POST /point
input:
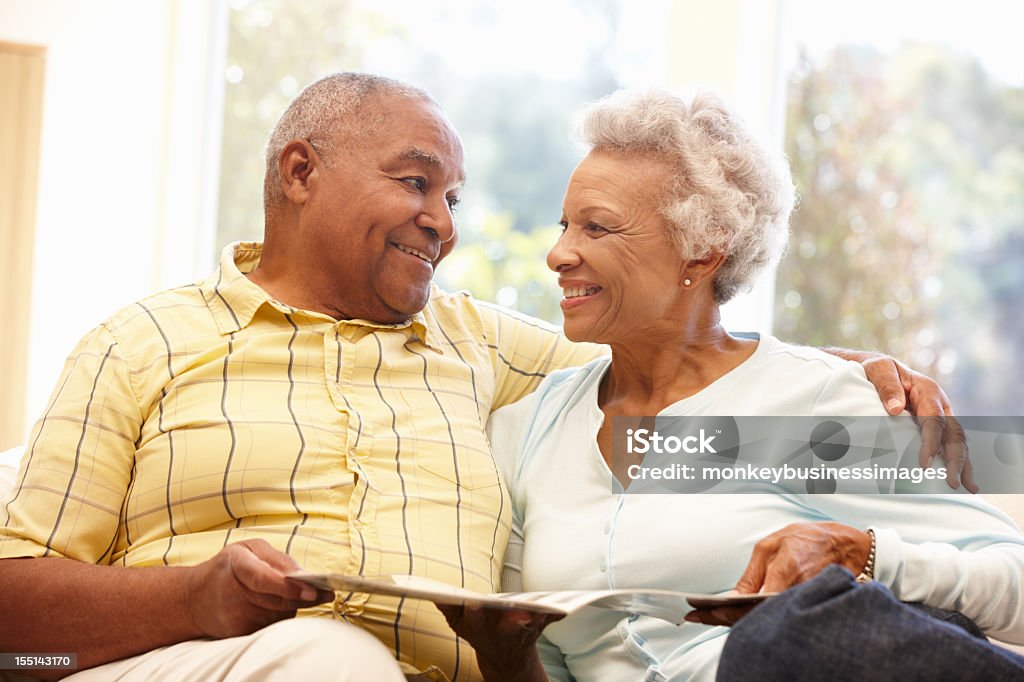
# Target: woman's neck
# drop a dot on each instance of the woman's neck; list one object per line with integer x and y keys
{"x": 655, "y": 370}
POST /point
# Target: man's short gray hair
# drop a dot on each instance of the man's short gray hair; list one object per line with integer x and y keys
{"x": 330, "y": 113}
{"x": 728, "y": 194}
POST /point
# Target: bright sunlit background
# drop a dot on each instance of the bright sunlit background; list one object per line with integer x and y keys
{"x": 903, "y": 123}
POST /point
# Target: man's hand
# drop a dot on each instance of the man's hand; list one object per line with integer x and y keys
{"x": 787, "y": 557}
{"x": 505, "y": 640}
{"x": 243, "y": 589}
{"x": 900, "y": 387}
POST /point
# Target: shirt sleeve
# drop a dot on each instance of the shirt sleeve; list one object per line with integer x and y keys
{"x": 76, "y": 469}
{"x": 951, "y": 551}
{"x": 524, "y": 350}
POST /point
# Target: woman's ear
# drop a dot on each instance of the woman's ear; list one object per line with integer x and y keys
{"x": 295, "y": 165}
{"x": 699, "y": 269}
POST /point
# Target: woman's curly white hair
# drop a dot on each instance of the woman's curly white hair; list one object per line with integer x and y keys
{"x": 729, "y": 195}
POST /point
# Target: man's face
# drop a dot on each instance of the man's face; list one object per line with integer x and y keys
{"x": 379, "y": 216}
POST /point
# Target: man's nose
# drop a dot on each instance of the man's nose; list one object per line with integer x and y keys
{"x": 439, "y": 220}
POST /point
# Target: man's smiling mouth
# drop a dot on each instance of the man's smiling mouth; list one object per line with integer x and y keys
{"x": 415, "y": 252}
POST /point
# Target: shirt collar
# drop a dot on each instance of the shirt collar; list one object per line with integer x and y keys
{"x": 233, "y": 298}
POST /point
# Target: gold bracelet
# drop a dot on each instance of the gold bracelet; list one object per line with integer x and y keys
{"x": 868, "y": 572}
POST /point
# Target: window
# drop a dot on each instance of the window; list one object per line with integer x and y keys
{"x": 509, "y": 75}
{"x": 905, "y": 134}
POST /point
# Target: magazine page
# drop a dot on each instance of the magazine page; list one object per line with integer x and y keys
{"x": 665, "y": 604}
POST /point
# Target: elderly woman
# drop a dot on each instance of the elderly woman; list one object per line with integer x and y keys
{"x": 673, "y": 211}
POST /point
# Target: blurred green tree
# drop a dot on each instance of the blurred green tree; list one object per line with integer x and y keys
{"x": 909, "y": 237}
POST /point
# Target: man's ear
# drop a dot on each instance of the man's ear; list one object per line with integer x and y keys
{"x": 296, "y": 164}
{"x": 698, "y": 269}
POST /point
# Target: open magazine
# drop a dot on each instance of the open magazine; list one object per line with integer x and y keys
{"x": 665, "y": 604}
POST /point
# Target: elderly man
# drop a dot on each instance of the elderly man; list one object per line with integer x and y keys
{"x": 315, "y": 402}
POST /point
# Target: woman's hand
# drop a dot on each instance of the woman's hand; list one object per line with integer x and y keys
{"x": 504, "y": 639}
{"x": 941, "y": 434}
{"x": 787, "y": 557}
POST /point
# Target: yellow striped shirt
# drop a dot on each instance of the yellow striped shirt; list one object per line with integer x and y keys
{"x": 210, "y": 414}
+---+
* _Problem description_
Beginning at the line above with "# Target: gold bracelet" and finishing at the line with "# Target: open magazine", return each line exactly and return nothing else.

* _Answer_
# Target: gold bracelet
# drop a dot on each instance of the gold bracelet; list one object per line with integer x and y keys
{"x": 868, "y": 572}
POST /point
# Target: window
# drop a dot on each instance of the window; list one object per line with integer x and y keys
{"x": 509, "y": 75}
{"x": 905, "y": 134}
POST /point
# Target: magazine page
# drop a dot on each instance of the magazine page; list one object per line with integer x and y keys
{"x": 665, "y": 604}
POST /point
# Target: elderly woman
# drop a dot on each instance of the elderly woman; list one object per line with integer x and y keys
{"x": 673, "y": 211}
POST /point
# Target: blurred green tree
# drop a dot on each instance of the blurred green tree; list one object per line with integer x and y keys
{"x": 909, "y": 237}
POST /point
# Target: man's ear
# drop a dot on each instance of the man's ear; list one object per line with integer x and y keys
{"x": 296, "y": 164}
{"x": 698, "y": 269}
POST /point
# Target: open magazine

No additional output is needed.